## Collected data:
....

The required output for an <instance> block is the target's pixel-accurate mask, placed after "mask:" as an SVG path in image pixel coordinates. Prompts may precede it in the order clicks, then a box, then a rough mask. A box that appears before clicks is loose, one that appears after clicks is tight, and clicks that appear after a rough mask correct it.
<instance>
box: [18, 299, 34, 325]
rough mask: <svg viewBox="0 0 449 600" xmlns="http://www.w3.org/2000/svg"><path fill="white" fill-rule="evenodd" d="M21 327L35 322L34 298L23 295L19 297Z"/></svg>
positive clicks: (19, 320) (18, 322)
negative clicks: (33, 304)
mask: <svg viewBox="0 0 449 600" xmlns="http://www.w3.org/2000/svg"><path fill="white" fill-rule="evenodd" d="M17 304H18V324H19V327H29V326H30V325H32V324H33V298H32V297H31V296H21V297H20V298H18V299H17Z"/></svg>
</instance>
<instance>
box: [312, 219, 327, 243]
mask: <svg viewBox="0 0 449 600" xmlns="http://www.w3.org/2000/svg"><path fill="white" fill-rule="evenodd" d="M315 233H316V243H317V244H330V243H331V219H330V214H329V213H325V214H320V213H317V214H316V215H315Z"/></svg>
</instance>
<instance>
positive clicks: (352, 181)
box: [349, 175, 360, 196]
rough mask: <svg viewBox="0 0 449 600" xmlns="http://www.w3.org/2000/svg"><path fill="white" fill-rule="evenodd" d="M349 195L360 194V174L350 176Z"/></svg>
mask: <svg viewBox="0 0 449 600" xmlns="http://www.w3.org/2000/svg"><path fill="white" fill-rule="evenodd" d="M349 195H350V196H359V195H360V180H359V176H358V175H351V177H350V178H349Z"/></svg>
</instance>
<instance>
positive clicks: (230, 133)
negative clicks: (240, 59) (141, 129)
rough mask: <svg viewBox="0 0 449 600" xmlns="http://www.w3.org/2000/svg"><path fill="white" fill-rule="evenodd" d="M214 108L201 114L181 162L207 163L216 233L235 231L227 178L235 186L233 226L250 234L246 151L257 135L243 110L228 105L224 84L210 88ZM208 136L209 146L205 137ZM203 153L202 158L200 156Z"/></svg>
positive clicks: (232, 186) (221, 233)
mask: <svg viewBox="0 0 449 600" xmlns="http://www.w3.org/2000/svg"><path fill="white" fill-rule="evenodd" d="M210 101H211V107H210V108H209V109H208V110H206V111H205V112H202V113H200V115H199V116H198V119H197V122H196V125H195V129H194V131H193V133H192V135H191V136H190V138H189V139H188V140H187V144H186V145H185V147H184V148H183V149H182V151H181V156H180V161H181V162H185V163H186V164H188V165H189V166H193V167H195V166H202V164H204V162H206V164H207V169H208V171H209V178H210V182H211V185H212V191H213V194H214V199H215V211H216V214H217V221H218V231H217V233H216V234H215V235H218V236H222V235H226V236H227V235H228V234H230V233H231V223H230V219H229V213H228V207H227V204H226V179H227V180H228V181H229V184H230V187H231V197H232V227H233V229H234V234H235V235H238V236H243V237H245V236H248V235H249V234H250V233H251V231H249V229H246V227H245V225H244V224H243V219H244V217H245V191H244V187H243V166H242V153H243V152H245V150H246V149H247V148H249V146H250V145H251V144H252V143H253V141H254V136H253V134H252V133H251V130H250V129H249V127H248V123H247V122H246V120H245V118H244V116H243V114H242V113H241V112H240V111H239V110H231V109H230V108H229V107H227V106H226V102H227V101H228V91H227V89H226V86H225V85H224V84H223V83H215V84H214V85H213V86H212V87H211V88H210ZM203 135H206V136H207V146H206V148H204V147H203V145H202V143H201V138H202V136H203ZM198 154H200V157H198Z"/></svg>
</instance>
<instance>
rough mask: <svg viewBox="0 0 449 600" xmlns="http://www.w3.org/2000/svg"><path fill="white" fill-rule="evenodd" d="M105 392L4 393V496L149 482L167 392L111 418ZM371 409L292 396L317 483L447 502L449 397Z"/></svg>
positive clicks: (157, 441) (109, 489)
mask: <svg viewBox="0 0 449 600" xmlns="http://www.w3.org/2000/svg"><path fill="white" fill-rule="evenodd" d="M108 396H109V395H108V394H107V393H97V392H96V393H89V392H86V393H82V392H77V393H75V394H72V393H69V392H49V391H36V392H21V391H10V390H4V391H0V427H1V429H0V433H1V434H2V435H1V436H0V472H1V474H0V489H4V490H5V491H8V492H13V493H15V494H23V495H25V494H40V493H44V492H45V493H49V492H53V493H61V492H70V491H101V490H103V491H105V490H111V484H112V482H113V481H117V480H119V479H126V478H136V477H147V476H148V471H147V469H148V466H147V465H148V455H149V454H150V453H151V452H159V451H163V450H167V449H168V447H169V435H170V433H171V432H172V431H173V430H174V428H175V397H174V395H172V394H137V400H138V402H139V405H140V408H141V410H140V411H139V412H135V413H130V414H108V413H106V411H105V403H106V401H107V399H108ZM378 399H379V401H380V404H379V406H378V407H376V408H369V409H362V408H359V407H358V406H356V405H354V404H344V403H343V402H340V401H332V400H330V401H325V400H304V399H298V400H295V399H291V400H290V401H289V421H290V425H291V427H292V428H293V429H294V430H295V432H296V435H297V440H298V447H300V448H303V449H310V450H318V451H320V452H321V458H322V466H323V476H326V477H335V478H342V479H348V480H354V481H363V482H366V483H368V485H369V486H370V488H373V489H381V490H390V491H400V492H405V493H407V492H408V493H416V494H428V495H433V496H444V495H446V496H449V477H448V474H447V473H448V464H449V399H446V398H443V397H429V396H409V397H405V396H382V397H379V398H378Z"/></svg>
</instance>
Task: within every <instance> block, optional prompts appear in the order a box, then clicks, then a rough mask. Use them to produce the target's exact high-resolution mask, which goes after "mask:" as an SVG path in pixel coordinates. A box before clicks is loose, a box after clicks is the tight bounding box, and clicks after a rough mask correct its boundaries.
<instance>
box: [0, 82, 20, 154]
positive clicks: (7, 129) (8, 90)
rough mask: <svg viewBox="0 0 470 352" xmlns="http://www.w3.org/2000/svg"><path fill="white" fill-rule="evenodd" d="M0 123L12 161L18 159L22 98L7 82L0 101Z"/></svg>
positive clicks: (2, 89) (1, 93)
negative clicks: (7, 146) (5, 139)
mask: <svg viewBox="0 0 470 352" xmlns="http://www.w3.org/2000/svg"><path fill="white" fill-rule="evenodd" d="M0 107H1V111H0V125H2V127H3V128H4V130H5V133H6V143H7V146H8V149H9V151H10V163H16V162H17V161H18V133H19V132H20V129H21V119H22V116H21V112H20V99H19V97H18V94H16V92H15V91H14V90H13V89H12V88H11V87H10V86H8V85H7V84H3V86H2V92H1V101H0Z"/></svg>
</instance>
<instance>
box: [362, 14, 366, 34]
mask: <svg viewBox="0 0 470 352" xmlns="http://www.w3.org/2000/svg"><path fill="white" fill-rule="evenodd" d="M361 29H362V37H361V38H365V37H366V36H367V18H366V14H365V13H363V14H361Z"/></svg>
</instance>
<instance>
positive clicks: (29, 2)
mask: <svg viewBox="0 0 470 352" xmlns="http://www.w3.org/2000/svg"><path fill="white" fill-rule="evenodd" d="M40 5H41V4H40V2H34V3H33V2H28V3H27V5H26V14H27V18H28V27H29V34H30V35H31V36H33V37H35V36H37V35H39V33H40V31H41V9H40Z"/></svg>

....

## What is being asked:
Every line that holds the word "correct" should be copied from the records.

## Response to the task:
The required output for an <instance> block is the target's pixel-accurate mask, placed after "mask:" as an SVG path in image pixel coordinates. Prompts may precede it in the order clicks, then a box, then a rough mask. A box that appears before clicks is loose, one that appears after clicks is tight, and clicks that appear after a rough mask correct it.
Task: within every <instance> block, optional prompts appear in the order a box, then clicks, then a rough mask. Use them to produce the target's exact high-resolution mask, which goes after "mask:" as an SVG path in pixel coordinates. A box before clicks is loose, a box after clicks is the tight bounding box, and clicks after a rough mask correct its boundaries.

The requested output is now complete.